▸ But de l'exercice: Dites si chacune des affirmations suivantes concorde avec le texte sur Cousin et l'enseignement de la philosophie, en répondant par oui ou par non et en citant mot pour mot les termes du texte qui tranchent. (a) En 1842, Cousin renouvelle une liste d'auteurs qui datait de 1809. (b) Plusieurs livres de Cousin figurent sur la liste des auteurs du baccalauréat. (c) Le professeur est invité à dicter son cours.

▸ Texte fourni:
Il est rédigé en français et abandonne résolument le ton dogmatique. Le
professeur qui le traite est invité à transformer lui-même ces rubriques en
questions et à tenter, sans les imposer, ses propres réponses sous forme de
leçons, abandonnant le cours dicté. L’ensemble des leçons constituant un cours,
dont Cousin réclamait qu’il fût une œuvre véritable de philosophie.
En 1842, Cousin
renouvelle la liste (elle datait de 1809) des auteurs mis au programme du
baccalauréat. On n’y trouve aucun de ses livres, mais on mesure l’importance
accordée, sous son influence, au cartésianisme, présenté au travers d’auteurs
contre lesquels les évêques ne pouvaient rien, comme Bossuet, Fénelon ou le
Père Buffier.

▸ Jeu de données:
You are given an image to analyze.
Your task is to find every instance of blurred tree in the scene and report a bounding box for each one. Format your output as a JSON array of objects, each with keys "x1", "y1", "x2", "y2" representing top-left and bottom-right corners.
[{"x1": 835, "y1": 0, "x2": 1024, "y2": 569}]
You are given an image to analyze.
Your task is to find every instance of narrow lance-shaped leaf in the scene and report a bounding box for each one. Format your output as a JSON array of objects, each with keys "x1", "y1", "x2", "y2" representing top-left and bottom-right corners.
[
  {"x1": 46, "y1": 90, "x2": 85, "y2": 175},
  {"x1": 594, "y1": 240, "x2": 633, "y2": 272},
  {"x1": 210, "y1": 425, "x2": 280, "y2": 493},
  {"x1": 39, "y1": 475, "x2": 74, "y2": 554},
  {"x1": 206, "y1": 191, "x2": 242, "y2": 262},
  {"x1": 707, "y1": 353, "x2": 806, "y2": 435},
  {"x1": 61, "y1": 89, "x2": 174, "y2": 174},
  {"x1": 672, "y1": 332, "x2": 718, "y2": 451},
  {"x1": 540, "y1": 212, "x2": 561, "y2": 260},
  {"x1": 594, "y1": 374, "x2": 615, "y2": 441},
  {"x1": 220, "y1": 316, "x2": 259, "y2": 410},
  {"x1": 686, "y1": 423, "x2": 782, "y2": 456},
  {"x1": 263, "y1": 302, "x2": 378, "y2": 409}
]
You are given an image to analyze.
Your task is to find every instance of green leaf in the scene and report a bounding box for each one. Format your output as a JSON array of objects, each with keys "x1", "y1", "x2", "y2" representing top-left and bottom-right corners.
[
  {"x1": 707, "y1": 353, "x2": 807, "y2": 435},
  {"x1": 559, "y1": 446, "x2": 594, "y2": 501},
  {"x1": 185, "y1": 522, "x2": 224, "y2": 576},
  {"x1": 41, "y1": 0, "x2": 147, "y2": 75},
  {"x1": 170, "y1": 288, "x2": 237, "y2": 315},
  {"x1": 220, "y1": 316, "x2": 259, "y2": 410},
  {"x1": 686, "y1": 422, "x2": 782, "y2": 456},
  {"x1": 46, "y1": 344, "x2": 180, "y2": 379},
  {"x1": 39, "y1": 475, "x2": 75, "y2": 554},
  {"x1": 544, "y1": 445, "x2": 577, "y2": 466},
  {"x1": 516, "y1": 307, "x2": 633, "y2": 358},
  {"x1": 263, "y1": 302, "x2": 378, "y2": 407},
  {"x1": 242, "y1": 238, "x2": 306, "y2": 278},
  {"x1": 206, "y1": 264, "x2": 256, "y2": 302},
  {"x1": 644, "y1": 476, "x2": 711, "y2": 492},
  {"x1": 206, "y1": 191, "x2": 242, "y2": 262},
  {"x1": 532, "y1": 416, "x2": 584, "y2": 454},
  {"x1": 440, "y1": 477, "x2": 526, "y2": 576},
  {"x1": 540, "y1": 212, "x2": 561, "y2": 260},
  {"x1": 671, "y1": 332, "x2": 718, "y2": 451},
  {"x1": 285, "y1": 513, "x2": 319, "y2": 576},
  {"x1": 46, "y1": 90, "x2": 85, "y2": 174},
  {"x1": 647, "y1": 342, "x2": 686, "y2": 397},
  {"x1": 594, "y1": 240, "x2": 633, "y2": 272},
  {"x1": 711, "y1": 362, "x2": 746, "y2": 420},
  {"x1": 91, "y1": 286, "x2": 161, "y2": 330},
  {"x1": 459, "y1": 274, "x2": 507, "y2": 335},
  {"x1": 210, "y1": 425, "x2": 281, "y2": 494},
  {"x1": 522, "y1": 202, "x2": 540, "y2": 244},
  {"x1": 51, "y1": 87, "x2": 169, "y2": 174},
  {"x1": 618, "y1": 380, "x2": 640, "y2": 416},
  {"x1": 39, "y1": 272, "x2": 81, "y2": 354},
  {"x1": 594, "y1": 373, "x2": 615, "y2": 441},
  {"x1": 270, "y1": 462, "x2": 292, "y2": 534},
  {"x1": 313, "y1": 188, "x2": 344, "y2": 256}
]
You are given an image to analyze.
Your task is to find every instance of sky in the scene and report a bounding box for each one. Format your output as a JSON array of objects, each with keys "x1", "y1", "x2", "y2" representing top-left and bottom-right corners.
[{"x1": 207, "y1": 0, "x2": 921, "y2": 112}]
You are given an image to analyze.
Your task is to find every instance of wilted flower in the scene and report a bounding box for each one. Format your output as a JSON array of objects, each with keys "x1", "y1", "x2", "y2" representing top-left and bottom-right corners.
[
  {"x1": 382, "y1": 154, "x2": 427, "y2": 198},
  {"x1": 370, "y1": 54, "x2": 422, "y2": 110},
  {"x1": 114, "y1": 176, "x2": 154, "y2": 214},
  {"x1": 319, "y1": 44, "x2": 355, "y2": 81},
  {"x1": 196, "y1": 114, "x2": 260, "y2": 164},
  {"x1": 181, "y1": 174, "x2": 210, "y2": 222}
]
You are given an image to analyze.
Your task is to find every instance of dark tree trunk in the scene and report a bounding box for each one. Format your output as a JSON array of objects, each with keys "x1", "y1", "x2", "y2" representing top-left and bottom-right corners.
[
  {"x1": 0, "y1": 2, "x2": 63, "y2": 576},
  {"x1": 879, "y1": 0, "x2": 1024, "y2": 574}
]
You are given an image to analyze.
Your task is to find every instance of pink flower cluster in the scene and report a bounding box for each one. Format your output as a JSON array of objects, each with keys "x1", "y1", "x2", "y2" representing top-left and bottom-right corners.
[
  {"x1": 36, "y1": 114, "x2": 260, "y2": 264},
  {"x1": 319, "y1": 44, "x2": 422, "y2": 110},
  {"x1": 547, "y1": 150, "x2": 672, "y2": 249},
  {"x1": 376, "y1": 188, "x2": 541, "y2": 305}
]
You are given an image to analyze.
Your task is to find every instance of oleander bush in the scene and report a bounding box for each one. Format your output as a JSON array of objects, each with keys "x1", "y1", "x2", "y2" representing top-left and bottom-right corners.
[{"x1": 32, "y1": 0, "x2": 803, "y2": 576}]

▸ Réponse complète:
(a) Oui : « En 1842, Cousin renouvelle la liste (elle datait de 1809) des auteurs mis au programme du baccalauréat ».
(b) Non : « On n’y trouve aucun de ses livres ».
(c) Non : « abandonnant le cours dicté ».